## EXCERPTED TEXT

IV. Property Distribution Appreciation

¶44 Rayna lastly contends that the district court “abused its discretion when it refused to award [her] a proportional share of the appreciation that accrued on the marital investment accounts” as she requested in her motion to enforce. She asserts that the court mischaracterized her motion to enforce as a motion to amend and that it accordingly erred in determining that it lacked jurisdiction to provide the relief she requested. On appeal, Rayna appears to maintain that her motion below was nothing more than a motion to enforce the decree; that the court had jurisdiction to enforce its decree; and that in determining that the order she requested would require an amendment (as opposed to mere enforcement), the court inherently “determined the decree did not already offer Rayna a proportional amount of the appreciation.” We agree with the district court that the relief Rayna sought would have required an amendment to the decree and that the court did not have jurisdiction to amend that decree once the notice of appeal had been filed.

## DATASET CONTENT
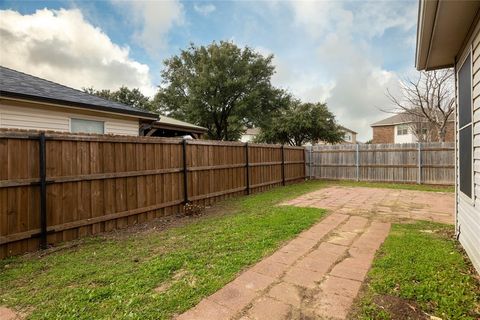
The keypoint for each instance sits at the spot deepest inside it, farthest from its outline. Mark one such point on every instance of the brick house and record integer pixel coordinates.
(400, 128)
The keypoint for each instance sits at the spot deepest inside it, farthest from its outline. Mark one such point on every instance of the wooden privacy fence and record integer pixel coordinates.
(429, 163)
(59, 187)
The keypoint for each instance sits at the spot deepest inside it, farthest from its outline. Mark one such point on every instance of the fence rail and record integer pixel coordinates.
(59, 187)
(429, 163)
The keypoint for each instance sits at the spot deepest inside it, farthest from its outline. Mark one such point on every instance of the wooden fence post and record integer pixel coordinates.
(419, 174)
(185, 171)
(43, 191)
(357, 160)
(247, 168)
(283, 165)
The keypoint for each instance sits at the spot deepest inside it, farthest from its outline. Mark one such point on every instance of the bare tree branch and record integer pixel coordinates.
(427, 102)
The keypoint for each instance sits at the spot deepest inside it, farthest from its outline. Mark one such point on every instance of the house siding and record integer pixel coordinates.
(383, 134)
(29, 116)
(468, 210)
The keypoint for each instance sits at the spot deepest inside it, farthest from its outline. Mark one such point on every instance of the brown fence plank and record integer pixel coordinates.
(101, 183)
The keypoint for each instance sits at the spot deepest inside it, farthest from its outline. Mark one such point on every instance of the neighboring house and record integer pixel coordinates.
(448, 35)
(32, 103)
(249, 134)
(28, 102)
(400, 128)
(169, 127)
(350, 135)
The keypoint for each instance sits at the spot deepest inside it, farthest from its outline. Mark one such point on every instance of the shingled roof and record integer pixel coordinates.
(15, 84)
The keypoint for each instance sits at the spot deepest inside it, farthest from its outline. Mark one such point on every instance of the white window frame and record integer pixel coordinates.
(403, 127)
(469, 199)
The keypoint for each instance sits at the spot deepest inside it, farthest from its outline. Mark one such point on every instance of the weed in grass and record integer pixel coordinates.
(154, 275)
(424, 267)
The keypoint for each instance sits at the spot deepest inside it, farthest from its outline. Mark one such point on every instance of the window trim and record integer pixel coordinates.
(404, 127)
(85, 119)
(469, 199)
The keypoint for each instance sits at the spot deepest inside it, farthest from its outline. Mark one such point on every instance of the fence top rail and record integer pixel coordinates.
(59, 136)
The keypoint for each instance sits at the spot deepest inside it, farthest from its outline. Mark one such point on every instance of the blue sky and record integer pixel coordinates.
(344, 53)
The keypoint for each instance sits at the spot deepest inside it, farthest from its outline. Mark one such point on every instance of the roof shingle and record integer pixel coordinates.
(17, 84)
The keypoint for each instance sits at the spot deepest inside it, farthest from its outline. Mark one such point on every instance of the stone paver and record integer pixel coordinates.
(384, 204)
(318, 274)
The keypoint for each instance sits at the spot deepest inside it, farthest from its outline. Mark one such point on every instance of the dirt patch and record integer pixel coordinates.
(400, 309)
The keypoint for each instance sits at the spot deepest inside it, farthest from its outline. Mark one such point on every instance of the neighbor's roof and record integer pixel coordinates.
(442, 28)
(398, 119)
(15, 84)
(252, 131)
(170, 123)
(349, 130)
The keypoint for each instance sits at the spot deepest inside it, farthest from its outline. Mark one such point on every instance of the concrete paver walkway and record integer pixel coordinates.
(318, 274)
(382, 204)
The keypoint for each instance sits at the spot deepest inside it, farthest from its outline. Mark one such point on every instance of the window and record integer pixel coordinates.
(402, 130)
(87, 126)
(465, 127)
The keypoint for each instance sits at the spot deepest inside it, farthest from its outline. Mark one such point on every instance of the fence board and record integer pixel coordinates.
(102, 183)
(384, 162)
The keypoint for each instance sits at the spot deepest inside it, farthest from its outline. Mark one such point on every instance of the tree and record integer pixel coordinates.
(130, 97)
(302, 123)
(221, 87)
(427, 103)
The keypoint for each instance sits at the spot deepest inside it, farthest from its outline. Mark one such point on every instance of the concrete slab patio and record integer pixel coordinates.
(319, 274)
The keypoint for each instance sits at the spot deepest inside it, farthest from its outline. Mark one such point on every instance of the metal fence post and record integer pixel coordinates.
(185, 171)
(283, 165)
(419, 174)
(357, 160)
(43, 191)
(247, 168)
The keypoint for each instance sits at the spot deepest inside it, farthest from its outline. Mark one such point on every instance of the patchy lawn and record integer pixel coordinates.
(157, 273)
(154, 274)
(420, 269)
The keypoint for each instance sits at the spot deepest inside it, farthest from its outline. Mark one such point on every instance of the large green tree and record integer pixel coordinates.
(221, 87)
(302, 123)
(132, 97)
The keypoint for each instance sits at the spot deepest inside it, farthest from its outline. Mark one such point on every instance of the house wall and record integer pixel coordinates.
(468, 210)
(404, 138)
(383, 134)
(350, 137)
(36, 116)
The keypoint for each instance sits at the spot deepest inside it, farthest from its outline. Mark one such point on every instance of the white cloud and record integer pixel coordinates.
(204, 9)
(343, 34)
(60, 45)
(153, 20)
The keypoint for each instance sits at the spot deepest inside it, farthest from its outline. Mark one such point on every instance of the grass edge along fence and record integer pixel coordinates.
(57, 187)
(421, 163)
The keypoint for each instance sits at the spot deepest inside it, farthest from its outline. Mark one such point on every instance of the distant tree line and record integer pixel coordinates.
(227, 89)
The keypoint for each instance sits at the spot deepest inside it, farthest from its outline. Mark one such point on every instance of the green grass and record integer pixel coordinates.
(106, 277)
(115, 277)
(421, 262)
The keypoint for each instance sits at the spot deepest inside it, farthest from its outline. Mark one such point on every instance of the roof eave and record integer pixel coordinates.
(139, 114)
(179, 127)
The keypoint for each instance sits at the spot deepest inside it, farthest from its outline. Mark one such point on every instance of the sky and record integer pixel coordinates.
(344, 53)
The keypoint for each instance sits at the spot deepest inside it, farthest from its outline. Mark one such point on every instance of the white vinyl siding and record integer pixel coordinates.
(29, 118)
(78, 125)
(403, 134)
(468, 210)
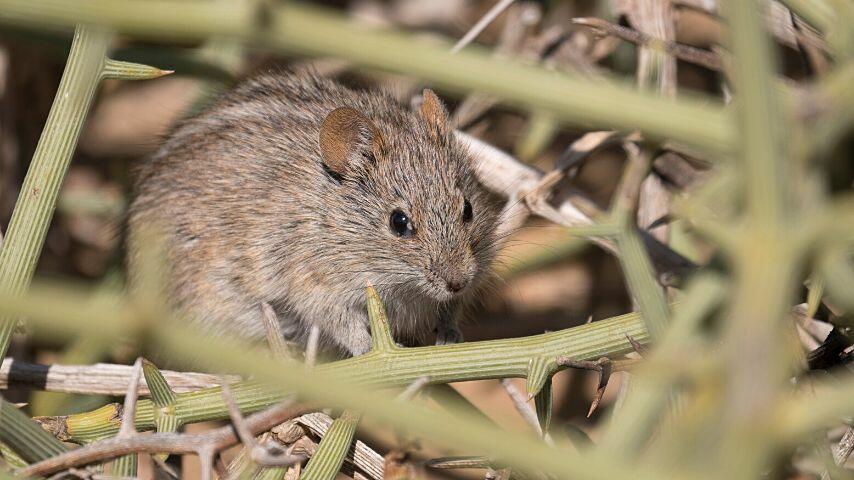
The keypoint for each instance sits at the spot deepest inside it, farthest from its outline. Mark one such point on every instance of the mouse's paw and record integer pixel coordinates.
(449, 336)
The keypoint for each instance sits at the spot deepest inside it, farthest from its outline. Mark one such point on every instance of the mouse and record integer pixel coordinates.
(296, 191)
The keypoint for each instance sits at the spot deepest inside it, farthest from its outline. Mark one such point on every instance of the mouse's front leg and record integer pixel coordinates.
(447, 330)
(353, 333)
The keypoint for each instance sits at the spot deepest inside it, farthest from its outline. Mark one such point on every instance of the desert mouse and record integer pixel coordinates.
(296, 191)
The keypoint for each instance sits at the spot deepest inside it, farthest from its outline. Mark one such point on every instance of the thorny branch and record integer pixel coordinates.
(203, 444)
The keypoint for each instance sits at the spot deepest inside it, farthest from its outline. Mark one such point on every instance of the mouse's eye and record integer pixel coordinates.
(468, 213)
(401, 224)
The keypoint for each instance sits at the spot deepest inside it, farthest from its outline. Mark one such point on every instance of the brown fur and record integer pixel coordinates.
(252, 213)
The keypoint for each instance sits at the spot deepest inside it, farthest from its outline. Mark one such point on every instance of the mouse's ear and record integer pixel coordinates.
(346, 135)
(433, 111)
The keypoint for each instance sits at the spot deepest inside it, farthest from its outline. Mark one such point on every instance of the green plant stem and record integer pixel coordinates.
(300, 29)
(70, 315)
(765, 261)
(327, 461)
(31, 218)
(25, 436)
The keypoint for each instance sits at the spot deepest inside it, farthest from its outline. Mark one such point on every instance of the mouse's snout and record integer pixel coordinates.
(456, 283)
(452, 277)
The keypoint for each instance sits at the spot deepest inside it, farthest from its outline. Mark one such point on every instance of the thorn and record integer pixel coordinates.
(639, 349)
(603, 366)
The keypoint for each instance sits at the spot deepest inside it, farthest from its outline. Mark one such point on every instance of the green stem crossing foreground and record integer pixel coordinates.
(87, 65)
(36, 202)
(528, 357)
(349, 383)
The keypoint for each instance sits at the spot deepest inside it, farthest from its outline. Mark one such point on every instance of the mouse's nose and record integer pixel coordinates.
(456, 285)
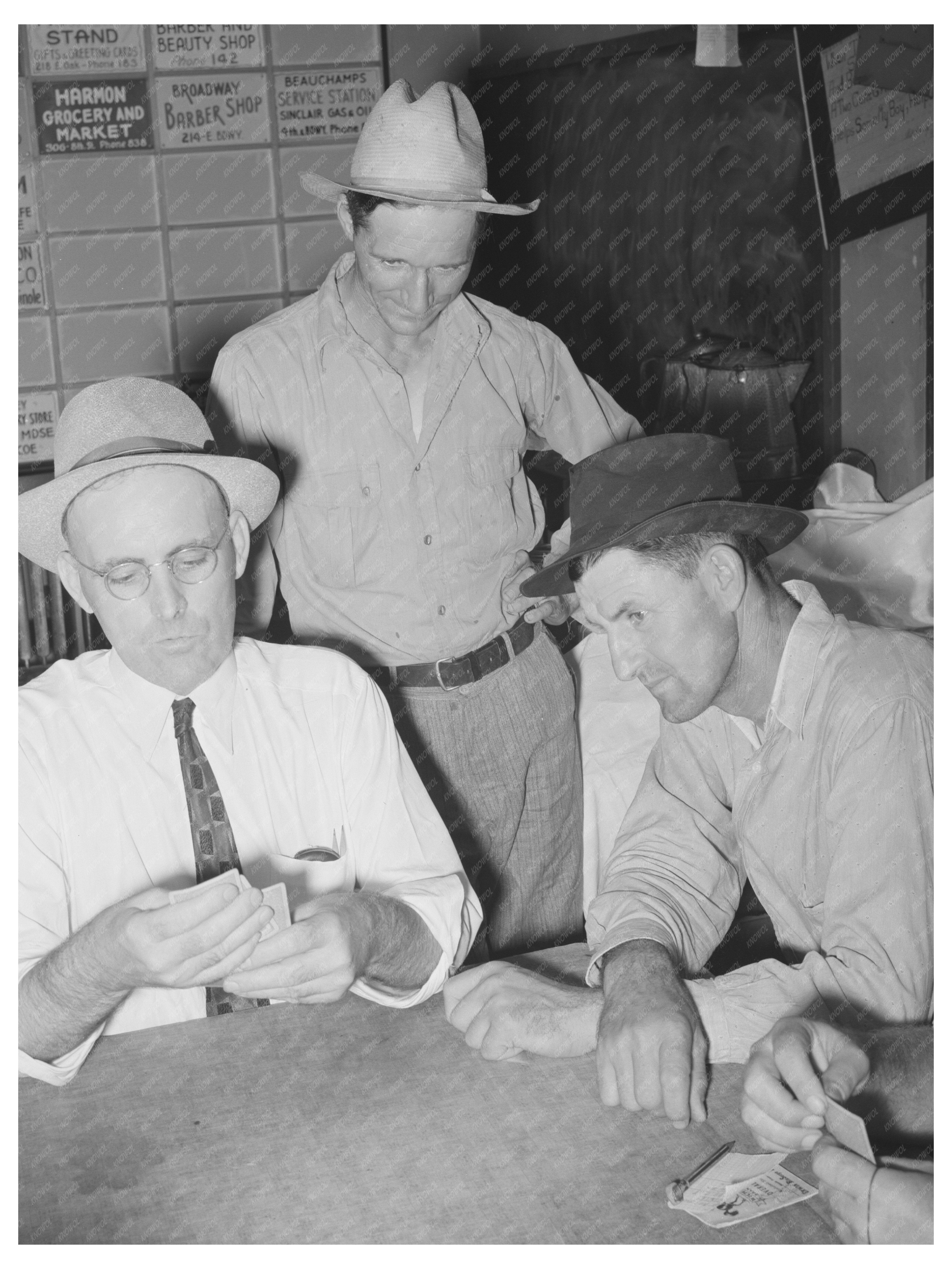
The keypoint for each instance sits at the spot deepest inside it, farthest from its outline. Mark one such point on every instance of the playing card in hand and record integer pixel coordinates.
(277, 899)
(848, 1130)
(233, 878)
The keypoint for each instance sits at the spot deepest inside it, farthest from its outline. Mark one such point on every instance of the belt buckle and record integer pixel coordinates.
(440, 677)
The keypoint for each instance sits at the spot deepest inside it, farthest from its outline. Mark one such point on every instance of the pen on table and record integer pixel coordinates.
(682, 1186)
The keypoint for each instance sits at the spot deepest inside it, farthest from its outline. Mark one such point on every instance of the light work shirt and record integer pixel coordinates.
(305, 752)
(829, 815)
(394, 549)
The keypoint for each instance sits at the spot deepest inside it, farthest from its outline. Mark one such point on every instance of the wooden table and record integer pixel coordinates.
(357, 1123)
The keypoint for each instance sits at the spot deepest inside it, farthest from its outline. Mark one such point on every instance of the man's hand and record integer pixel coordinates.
(148, 942)
(785, 1098)
(555, 610)
(899, 1203)
(503, 1011)
(845, 1186)
(327, 950)
(143, 942)
(652, 1047)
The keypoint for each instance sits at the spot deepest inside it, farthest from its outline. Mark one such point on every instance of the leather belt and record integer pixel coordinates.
(456, 672)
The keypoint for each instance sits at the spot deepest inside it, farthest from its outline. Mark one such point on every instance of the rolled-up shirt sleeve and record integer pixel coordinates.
(675, 874)
(567, 409)
(875, 961)
(403, 848)
(44, 904)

## SET OF TASKS
[A] Translate this sentence from the court opinion excerpt on property distribution appreciation into Spanish: "We agree with the district court that the relief Rayna sought would have required an amendment to the decree and that the court did not have jurisdiction to amend that decree once the notice of appeal had been filed."
[B] Write the next part of the court opinion excerpt on property distribution appreciation, picking up after its final sentence.
The items have nothing to do with the court opinion excerpt.

## TASK-BY-TASK OUTPUTS
[A] Coincidimos con el tribunal de distrito en que la reparación que Rayna solicitaba habría requerido una modificación de la sentencia y en que el tribunal no tenía competencia para modificar dicha sentencia una vez presentada la notificación de apelación.

[B]
¶45      We note that a “trial court is [generally] divested of jurisdiction upon the filing of an appeal.” Ortiz v. Crowther, 2017 UT App 133, ¶ 2, 402 P.3d 34 (per curiam). But a court may still enforce its decree even if an appeal has already been sought.[5] See Cheves v. Williams, 1999 UT 86, ¶ 48, 993 P.2d 191. Accordingly, because “Rayna filed a motion to enforce the decree,” she asserts that the court should have reached the merits of the issue she presented to it. But “[t]he substance of a motion, not its caption, is controlling.” DeBry v. Fidelity Nat’l Title Ins. Co., 828 P.2d 520, 523 (Utah Ct. App. 1992). And here, although Rayna titled her motion as one “to enforce,” the requested relief does not match that title. Cf. CBS Enters. LLC v. Sorenson, 2018 UT App 2, ¶¶ 11–12, 414 P.3d 925.

¶46      The decree instructed Glen “to ‘transfer’ equities valued at the exact amounts set forth.” (Emphasis added.) But in her motion, Rayna requested not only those exact amounts but also “post-trial appreciation over and above the exact figures set forth.” On appeal, Rayna concedes that “the decree said nothing about who should receive the appreciation that accrued” post-trial. Accordingly, we agree with the district court that to award the relief that Rayna sought would require the district court to “read language into” the decree “in a way that modifie[d] or amend[ed]” it. See Mitchell v. Mitchell, 2011 UT App 41, ¶ 5, 248 P.3d 65 (“We interpret a divorce decree according to established rules of contract interpretation.” (cleaned up)); see also Brady v. Park, 2019 UT 16, ¶ 53, 445 P.3d 395 (“If the language within the four corners of the contract is unambiguous, the parties’ intentions are determined from the plain meaning of the contractual language . . . .” (cleaned up)).

¶47      Because Rayna filed her notice of appeal before the district court ruled on her request for post-trial appreciation of the investment distribution, the district court had been divested of jurisdiction to alter the divorce decree in the way Rayna requested. See Ortiz, 2017 UT App 133, ¶ 2. Accordingly, we affirm the district court’s determination.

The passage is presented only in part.